-- start of DATA LISTING --
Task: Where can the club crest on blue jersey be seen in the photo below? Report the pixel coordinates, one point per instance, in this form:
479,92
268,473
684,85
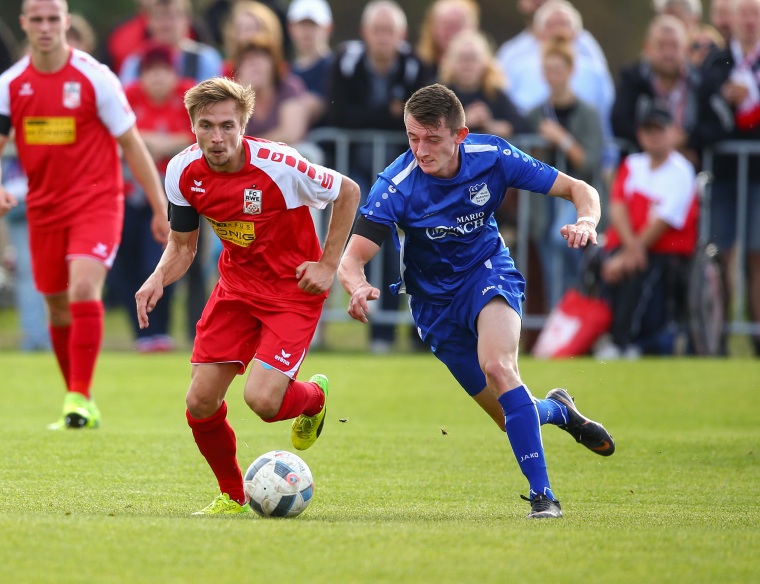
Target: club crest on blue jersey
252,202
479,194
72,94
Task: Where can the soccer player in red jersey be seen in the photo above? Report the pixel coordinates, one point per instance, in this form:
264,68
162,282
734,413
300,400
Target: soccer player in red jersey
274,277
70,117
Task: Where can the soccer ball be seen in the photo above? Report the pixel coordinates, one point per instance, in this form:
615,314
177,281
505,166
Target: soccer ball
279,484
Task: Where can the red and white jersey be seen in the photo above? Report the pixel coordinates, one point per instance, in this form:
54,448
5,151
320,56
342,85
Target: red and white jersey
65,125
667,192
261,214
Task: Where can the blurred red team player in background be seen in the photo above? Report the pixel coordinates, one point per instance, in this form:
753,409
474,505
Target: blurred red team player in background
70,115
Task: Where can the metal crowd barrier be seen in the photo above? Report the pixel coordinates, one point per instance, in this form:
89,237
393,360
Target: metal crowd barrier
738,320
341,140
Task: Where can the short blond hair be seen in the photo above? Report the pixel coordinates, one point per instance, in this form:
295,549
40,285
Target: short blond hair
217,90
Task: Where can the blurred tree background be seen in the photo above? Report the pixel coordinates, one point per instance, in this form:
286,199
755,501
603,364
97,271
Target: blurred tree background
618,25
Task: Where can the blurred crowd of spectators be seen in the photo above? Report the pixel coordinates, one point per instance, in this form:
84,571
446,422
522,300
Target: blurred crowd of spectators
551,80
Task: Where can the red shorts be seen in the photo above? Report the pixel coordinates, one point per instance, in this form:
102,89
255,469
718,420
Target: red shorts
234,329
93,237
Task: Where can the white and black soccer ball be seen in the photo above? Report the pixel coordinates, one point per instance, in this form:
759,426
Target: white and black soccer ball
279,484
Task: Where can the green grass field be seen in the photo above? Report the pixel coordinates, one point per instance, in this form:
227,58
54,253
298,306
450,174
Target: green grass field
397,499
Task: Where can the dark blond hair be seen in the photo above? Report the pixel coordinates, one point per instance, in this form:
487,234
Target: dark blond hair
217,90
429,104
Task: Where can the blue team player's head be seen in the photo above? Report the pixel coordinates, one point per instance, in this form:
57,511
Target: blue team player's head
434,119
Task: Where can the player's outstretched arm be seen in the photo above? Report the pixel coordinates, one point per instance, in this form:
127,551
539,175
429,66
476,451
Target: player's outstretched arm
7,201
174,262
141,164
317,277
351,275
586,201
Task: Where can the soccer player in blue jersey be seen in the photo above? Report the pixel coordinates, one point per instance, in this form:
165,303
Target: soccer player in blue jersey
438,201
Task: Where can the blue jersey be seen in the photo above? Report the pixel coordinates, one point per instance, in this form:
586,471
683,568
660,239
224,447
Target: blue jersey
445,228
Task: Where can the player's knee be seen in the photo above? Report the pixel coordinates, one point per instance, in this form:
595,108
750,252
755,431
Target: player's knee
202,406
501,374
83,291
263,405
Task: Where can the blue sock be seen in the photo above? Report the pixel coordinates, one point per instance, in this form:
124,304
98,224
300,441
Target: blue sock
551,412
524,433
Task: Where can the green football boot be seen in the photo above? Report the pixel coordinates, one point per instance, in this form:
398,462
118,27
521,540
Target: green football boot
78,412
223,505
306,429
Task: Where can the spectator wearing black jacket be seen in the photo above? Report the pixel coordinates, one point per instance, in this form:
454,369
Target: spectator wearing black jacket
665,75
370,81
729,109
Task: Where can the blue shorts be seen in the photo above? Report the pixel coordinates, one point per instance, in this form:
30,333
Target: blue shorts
-- end of DATA LISTING --
WHAT TO DO » Copy the lines of the material above verbatim, starting with the line that contains "Task: Where can the player's knee" and continuing through the final line of the material.

EXERCISE SOLUTION »
Task: Where can the player's knee be seen in the photo above? Report the pixel coordinates, one point per instance, in this form:
595,108
750,252
755,431
Target: player's knee
202,406
501,374
83,291
263,405
Task: Where can the blue sock be seen in the photo above? Report the pixel coordinates, one point per instance, in this form:
124,304
98,224
300,441
Target: blue sock
551,412
524,433
Task: Where can the green football boot be seen in the photo above? Report the pixel coordinates, one point per instance, in this form:
398,462
118,27
521,540
Target: green football boot
78,412
223,505
306,429
Task: Where can the spectator wearing black jacket be seen in the photo above? Report the pixel coordinates, one point per instance, in this form:
454,369
Target: spectator wearing black jacket
665,75
370,81
729,109
Task: Where can the blue shorts be seen in the photo above? Report the pixel coordinates, one point per instance, in this form:
30,333
Target: blue shorts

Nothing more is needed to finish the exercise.